▶ **GIVEN REQUEST A**:
According to the memory training excerpt, into which component is the memory controller integrated in the second embodiment?
═════ DOCUMENT EXCERPT
When the memory training program included in the BIOS is executed by the CPU, the reading time parameters and the writing time parameters obtained from the memory training result are recorded into the non-volatile memory by the CPU, regardless of whether the memory module has been successfully initialized. According to the reading time parameters and the writing time parameters that are stored in the non-volatile memory, the power users could realize whether the memory module has been successfully initiated and understand the relationships between all signals of the memory module. Under this circumstance, the conventional use of the oscilloscope to realize the relationships between all signals of the memory module is not necessary.

FIG. 4A is a schematic functional block diagram illustrating a computer system for recording the memory training result according to a first embodiment of the present invention. As shown in FIG. 4A, the computer system comprises a central processing unit (CPU) 500, a chipset 505, a BIOS 508, a non-volatile memory 506 (e.g. a flash memory), and a memory device 510. The chipset 505 includes a north bridge chip 502 and a south bridge chip 504. The north bridge chip 502 is connected to the memory device 510, the CPU 500 and the south bridge chip 504. The south bridge chip 504 is connected to the north bridge chip 502, the BIOS 508 and the non-volatile memory 506. The memory device 510 includes at least one memory module (not shown). The BIOS 508 includes a memory training program 509. In addition, a memory controller 503 is integrated into the north bridge chip 502 of the chipset 505.

FIG. 4B is a schematic functional block diagram illustrating a computer system for recording the memory training result according to a second embodiment of the present invention. As shown in FIG. 4B, the computer system comprises a central processing unit (CPU) 550, a chipset 555, a BIOS 558, a non-volatile memory 556 and a memory device 560. The chipset 555 includes a north bridge chip 552 and a south bridge chip 554. The CPU 550 is connected to the memory device 560. The north bridge chip 552 is connected to the CPU 550 and the south bridge chip 554. The south bridge chip 554 is connected to the north bridge chip 552, the BIOS 558 and the non-volatile memory 556. The memory device 560 includes at least one memory module (not shown). The BIOS 558 includes a memory training program 559. In addition, a memory controller 551 is integrated into the CPU 550.

Please refer to FIG. 4A again. During the booting of the computer system, when the memory training program 509 included in the BIOS 508 is executed by the CPU 500, many reading time parameters and many writing time parameters obtained from the memory training result are recorded into the non-volatile memory 506. As a consequence, the designer of the computer system could improve the working performance of the memory module according to the reading time parameters and the writing time parameters.

Moreover, for enhancing the performance of a computer system, some power users may change the BIOS settings of the computer system. Through the BIOS settings, the operating frequency to be used in the memory module could be adjusted as required. For example, overclocking is the process of forcing a computer component to run at a higher clock rate than it was designed or designated by the manufacturer. After the overclocking process involving the memory module is done, the computer system is booted again. According to the reading time parameters and the writing time parameters that are stored in the non-volatile memory, the power users could realize whether the memory module has been successfully initiated and understand the relationships between all signals of the memory module.

FIG. 5 is a flowchart schematically illustrating a method of detecting the memory training result of the computer system according to the present invention. First of all, the computer system is booted (Step S1).
══════════
═════ RECORDS SUPPLIED
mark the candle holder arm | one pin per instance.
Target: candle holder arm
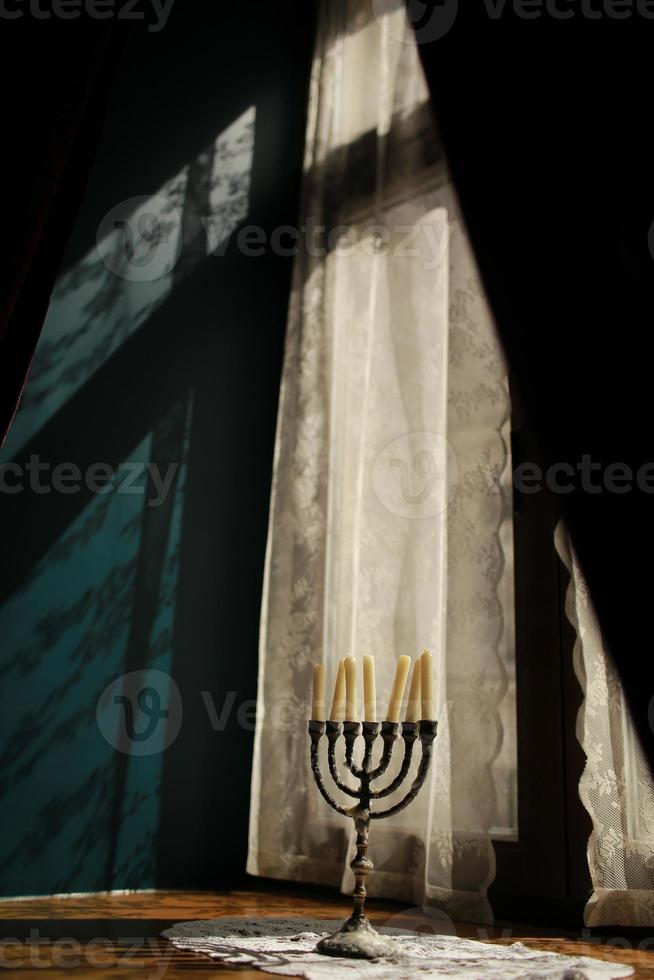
(409, 736)
(427, 734)
(334, 729)
(316, 731)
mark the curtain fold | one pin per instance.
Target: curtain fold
(616, 786)
(390, 499)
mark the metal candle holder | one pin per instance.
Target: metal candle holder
(356, 937)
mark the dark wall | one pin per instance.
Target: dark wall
(160, 350)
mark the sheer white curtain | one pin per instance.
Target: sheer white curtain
(616, 786)
(390, 518)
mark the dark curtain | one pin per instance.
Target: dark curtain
(546, 119)
(55, 75)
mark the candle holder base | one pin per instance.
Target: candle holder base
(357, 939)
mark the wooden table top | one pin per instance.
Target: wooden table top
(89, 936)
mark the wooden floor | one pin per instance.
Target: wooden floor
(92, 936)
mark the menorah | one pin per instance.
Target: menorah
(357, 937)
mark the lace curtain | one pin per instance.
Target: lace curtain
(616, 786)
(390, 527)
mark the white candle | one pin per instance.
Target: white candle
(426, 683)
(318, 702)
(338, 701)
(351, 708)
(401, 674)
(414, 705)
(369, 693)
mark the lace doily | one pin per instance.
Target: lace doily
(287, 947)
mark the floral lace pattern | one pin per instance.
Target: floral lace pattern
(389, 508)
(616, 786)
(287, 947)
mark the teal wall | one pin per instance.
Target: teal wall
(169, 360)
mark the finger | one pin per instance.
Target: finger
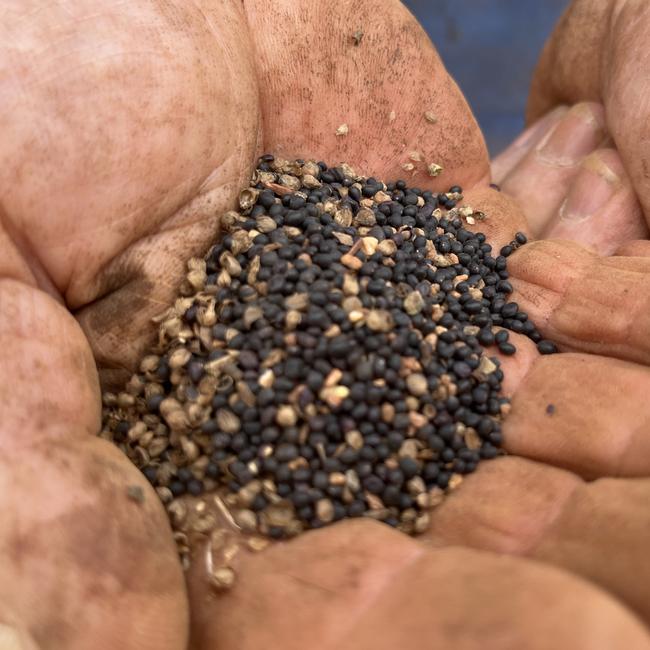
══════════
▶ **GIVEN REQUEST B**:
Rewrite the entries from the line containing "mark the floral" through the end of the entries, replacing "teal wall" with "blue wall" and leaving everything else unchanged. Give only those lines and omit the pictures.

▶ **OUTPUT A**:
The CPU 550.

▶ **OUTPUT B**:
mark the floral lace pattern | one pin per instance.
Target: floral lace pattern
(389, 508)
(616, 786)
(287, 947)
mark the blue wall | one pin per instance.
Target: blue wall
(169, 360)
mark the finger | one pin per instance.
Target: finger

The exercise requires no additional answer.